## TO BE DONE
Write out the part of the records that opens at their very start and closes with the line containing "(1097, 124)", both ends included, reproducing every line exactly. Leave the pictures out of your answer.

======== DATASET ========

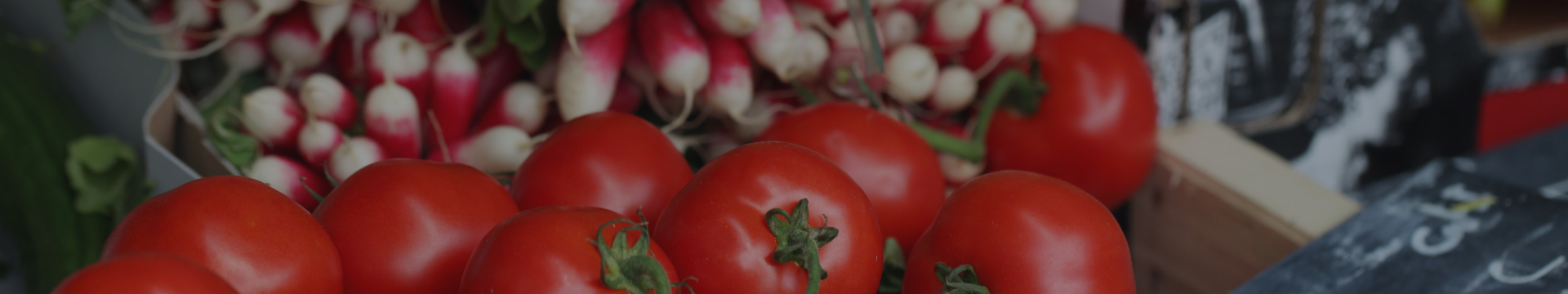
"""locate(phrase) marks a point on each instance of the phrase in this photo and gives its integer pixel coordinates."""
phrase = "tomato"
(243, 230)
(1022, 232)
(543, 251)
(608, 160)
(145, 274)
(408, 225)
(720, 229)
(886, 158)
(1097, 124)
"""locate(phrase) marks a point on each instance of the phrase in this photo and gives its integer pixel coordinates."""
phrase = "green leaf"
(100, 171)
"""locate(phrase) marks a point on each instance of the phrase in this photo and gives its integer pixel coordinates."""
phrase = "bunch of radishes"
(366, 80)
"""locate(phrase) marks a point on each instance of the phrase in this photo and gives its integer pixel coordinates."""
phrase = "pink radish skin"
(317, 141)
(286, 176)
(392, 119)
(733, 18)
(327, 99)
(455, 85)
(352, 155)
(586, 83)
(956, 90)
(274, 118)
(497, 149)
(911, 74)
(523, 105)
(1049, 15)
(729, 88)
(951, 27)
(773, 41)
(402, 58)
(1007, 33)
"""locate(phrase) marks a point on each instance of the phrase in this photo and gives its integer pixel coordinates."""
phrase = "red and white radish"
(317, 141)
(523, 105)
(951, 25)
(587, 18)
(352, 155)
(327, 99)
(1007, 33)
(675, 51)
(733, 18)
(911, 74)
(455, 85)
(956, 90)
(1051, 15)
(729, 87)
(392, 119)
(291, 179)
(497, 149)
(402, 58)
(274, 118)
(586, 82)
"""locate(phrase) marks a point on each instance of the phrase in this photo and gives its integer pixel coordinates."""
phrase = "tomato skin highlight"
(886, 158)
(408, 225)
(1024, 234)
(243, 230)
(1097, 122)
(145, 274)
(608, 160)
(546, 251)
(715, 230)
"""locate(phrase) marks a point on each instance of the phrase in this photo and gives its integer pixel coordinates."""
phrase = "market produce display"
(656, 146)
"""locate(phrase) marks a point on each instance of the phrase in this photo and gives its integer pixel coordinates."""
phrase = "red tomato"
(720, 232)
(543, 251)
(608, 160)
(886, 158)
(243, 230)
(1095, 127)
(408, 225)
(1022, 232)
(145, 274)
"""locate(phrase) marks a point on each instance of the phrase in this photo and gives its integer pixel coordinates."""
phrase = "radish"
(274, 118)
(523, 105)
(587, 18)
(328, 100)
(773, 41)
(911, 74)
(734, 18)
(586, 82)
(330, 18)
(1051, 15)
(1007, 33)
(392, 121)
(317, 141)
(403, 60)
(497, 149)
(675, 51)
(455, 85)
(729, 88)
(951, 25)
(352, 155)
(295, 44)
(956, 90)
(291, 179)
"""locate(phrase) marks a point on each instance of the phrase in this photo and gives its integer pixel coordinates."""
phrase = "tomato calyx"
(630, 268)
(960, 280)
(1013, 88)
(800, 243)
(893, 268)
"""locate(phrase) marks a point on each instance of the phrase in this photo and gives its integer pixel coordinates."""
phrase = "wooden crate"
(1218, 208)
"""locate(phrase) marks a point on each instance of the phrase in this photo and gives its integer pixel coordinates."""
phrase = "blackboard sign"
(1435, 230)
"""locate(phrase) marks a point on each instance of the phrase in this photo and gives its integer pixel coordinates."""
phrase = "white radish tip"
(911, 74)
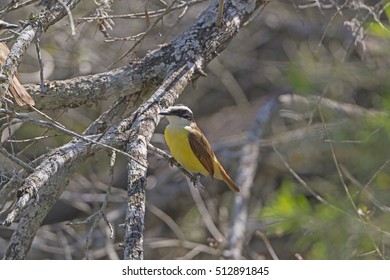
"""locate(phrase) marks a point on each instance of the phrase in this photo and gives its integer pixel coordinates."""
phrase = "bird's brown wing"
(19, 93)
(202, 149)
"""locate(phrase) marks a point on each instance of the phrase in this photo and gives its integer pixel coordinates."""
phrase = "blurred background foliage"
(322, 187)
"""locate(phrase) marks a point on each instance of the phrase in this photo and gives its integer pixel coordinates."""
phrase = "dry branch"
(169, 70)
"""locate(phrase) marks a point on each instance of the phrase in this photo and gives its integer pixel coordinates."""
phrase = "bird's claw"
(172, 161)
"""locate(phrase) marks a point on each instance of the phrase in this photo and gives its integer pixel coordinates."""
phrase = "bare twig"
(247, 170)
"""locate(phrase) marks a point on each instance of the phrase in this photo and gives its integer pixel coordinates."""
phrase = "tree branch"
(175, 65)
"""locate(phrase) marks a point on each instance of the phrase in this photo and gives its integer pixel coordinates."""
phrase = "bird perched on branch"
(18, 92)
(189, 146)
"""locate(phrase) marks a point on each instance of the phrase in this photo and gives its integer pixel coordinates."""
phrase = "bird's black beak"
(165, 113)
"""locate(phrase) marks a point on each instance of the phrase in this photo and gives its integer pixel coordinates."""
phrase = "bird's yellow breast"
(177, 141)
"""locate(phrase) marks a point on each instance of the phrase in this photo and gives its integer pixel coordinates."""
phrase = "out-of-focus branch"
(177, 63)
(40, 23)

========

## ANSWER FOR THIS EXERCISE
"""locate(phrase) marks a point on each instance of the phrase in this photo and gives its integer pixel coordinates."""
phrase = "tomato"
(243, 230)
(1022, 232)
(543, 251)
(608, 160)
(145, 274)
(408, 225)
(720, 229)
(886, 158)
(1097, 124)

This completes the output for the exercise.